─── EXTRACTED TEXT
The Section for Women Faculty of the Academic Engagement Network (AEN), a nonprofit that advocates academic freedom and open exchange in higher education, noted in its letter that since the Palestinian terror group’s onslaught, the NWSA has issued two statements attacking Israel’s military response, neither of which mentioned Hamas’ female victims or the 240 people abducted as hostages to Gaza. Beyond the kidnappings, Hamas terrorists murdered 1,200 people, mostly civilians, and injured thousands more.
NWSA’s silence, AEN argued, is a seismic moral failure.
“We are outraged by the NWSA’s abandonment of women and girls who have experienced horrible atrocities and by its utter refusal to acknowledge the plight of Israeli women and girls in either its recent programming or public statements,” said the letter, which was shared with The Algemeiner. “The two statements that the NWSA released on Oct. 11 and Oct. 31 condemn Israel’s military response to the Hamas massacre yet fail to denounce the brutality of Hamas terrorists, who were given orders to rape.”
It added that in refusing to condemn Hamas, NWSA alienated Jewish academics and students of women’s studies — a problem, the group explained, that goes back to 2015, when NWSA endorsed the boycott, divestment, and sanctions (BDS) movement against Israel. The BDS movement seeks to isolate Israel from the international community as a step toward the Jewish state’s eventual elimination.
“We are deeply concerned that on account of this indefensible position, Jewish scholars and students are now thoroughly ostracized from the association, and by extension, from the discipline of Gender Studies,” the letter continued. “Jewish feminist engagement in the NWSA has been in decline for a number of years. The organization’s professional standing has truly been diminished by its antisemitism.”
──────
─── DATA EXTRACT
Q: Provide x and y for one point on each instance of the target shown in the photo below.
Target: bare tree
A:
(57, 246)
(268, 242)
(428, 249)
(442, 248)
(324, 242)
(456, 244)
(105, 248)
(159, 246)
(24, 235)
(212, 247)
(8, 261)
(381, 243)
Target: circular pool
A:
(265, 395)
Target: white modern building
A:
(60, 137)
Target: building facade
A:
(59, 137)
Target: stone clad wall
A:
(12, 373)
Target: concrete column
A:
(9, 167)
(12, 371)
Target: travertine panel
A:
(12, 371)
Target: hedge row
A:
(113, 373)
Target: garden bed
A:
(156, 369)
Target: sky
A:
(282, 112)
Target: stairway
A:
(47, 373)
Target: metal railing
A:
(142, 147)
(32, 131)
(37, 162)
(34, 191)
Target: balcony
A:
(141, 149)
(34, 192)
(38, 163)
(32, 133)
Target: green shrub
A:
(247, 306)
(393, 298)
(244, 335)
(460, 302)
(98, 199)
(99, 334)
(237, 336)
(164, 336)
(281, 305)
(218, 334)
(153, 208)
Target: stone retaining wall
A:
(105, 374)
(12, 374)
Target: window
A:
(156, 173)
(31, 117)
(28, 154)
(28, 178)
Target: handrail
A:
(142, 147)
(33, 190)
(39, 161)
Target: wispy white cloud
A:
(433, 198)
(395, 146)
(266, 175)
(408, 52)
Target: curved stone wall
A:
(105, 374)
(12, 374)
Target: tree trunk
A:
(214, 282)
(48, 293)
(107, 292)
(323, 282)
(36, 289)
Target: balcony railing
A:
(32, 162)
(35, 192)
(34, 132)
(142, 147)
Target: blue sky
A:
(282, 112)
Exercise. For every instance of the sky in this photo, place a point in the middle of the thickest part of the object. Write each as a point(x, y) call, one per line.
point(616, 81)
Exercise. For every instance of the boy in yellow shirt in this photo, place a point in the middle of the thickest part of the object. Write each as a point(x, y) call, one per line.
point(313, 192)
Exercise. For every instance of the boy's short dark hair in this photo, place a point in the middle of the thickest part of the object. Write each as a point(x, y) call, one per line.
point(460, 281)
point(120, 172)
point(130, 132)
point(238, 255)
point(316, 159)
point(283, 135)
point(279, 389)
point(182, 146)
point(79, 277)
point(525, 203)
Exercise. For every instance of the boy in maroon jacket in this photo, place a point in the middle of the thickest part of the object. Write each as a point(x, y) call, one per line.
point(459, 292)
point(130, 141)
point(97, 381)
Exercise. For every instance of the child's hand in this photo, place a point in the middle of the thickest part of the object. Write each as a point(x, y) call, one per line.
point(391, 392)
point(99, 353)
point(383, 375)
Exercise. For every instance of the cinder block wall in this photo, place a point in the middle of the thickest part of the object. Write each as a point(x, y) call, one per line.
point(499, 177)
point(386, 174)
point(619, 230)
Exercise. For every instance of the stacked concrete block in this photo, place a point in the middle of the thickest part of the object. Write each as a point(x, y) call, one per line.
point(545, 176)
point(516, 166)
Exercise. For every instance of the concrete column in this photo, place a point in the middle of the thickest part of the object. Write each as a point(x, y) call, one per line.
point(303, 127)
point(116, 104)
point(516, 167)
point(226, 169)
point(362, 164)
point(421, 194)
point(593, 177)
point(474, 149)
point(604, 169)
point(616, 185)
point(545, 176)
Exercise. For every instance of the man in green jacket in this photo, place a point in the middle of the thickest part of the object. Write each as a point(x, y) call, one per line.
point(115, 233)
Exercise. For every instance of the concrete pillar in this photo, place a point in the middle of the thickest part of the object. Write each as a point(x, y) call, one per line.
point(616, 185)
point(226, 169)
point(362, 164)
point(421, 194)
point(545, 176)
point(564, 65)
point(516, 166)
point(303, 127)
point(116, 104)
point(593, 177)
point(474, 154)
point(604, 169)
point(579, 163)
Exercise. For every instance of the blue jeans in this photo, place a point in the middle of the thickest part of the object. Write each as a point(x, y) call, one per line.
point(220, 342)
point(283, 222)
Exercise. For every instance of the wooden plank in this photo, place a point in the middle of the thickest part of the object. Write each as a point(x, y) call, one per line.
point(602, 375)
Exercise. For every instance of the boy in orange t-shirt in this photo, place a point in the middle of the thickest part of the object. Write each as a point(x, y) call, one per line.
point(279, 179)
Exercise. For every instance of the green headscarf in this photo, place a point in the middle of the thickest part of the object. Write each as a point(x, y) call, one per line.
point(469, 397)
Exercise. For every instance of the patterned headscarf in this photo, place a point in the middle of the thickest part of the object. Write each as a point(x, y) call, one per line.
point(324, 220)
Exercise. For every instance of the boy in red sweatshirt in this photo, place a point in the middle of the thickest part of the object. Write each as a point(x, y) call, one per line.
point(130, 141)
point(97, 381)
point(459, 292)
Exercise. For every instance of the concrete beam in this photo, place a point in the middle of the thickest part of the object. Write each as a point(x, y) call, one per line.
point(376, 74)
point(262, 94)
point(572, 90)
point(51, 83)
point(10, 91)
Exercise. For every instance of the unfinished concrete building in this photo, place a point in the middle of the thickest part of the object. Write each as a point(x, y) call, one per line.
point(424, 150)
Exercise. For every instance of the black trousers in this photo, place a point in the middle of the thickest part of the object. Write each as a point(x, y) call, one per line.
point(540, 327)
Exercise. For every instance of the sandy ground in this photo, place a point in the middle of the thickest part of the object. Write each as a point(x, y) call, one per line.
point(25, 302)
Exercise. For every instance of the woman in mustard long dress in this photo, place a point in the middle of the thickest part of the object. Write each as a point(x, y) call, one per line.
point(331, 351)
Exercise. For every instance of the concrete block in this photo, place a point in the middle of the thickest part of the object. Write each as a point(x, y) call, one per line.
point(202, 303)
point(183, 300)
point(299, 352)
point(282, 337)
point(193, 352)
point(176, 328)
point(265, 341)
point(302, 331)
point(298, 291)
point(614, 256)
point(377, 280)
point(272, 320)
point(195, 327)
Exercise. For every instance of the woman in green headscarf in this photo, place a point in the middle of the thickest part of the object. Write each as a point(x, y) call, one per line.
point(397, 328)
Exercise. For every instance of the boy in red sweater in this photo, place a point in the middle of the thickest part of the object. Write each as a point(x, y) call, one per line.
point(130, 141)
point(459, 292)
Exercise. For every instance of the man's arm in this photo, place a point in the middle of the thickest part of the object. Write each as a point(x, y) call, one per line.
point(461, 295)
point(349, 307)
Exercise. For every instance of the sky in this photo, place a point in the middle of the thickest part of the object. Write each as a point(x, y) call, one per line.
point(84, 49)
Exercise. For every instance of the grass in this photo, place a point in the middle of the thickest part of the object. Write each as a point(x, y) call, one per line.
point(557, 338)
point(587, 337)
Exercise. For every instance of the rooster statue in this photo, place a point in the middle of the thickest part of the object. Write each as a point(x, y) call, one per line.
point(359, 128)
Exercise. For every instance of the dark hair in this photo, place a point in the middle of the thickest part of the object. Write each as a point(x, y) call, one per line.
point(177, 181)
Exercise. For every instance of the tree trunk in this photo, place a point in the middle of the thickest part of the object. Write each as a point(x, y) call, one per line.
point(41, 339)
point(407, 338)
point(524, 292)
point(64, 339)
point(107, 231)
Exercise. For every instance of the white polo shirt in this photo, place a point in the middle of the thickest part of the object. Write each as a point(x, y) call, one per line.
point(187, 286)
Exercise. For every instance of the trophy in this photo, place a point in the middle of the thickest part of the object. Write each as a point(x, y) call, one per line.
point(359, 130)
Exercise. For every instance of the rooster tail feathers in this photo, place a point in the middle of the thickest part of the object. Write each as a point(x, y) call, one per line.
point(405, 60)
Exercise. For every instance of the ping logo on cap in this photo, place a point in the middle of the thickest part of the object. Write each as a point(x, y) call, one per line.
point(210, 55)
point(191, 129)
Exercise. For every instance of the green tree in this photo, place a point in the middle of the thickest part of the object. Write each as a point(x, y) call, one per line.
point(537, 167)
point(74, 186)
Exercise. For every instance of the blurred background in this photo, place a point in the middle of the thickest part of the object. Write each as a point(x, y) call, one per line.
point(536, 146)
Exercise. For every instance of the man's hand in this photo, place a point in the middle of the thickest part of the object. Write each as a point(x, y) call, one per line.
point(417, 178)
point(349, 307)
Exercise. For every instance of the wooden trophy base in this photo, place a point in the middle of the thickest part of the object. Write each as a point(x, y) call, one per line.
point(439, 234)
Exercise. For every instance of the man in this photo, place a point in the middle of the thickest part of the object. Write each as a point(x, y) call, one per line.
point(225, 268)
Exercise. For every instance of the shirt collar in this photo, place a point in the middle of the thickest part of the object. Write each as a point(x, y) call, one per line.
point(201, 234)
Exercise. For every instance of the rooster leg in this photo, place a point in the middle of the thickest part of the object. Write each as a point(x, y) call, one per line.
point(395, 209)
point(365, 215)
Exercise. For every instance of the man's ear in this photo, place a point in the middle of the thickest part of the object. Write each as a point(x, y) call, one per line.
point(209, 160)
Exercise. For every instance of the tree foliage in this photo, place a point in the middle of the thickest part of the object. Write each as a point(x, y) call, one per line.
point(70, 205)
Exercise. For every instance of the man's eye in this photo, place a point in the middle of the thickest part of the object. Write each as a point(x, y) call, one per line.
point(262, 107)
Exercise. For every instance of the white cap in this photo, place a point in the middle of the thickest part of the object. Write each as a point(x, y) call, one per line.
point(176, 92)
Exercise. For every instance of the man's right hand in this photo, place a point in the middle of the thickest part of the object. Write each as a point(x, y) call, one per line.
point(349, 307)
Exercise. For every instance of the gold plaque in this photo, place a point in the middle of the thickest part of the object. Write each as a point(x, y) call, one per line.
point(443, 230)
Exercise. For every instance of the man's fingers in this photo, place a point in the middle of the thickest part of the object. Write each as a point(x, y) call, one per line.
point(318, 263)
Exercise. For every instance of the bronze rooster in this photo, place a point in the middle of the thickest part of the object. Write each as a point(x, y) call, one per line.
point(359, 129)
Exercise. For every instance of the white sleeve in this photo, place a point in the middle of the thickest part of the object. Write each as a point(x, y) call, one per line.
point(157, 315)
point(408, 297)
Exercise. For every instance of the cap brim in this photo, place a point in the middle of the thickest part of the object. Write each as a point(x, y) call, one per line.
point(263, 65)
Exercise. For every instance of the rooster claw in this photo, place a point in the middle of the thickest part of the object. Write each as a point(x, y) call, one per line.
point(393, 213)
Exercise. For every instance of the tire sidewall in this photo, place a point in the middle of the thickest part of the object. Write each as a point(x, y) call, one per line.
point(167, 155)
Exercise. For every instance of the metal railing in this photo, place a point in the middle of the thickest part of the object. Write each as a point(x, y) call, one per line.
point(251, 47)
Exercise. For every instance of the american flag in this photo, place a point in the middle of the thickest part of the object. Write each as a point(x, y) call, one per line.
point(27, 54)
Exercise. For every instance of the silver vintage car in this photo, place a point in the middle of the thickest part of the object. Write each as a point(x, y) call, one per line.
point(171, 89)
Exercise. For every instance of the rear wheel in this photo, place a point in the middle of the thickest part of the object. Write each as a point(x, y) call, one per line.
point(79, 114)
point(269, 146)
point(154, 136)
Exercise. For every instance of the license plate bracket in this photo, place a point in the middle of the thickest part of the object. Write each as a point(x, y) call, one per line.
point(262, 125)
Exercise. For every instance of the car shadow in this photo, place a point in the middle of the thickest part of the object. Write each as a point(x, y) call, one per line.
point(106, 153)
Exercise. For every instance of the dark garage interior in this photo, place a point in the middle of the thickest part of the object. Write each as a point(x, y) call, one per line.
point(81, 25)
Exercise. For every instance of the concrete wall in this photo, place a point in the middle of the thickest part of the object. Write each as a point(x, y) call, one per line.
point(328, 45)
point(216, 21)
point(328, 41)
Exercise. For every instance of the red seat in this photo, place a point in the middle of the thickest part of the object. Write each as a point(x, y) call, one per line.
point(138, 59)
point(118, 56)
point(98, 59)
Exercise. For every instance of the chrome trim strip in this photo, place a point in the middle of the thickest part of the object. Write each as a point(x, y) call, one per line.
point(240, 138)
──────
TO BE DONE -> From the excerpt on the NWSA and the Academic Engagement Network, list every date or year that appears.

RESULT BELOW ->
- Oct. 11
- Oct. 31
- 2015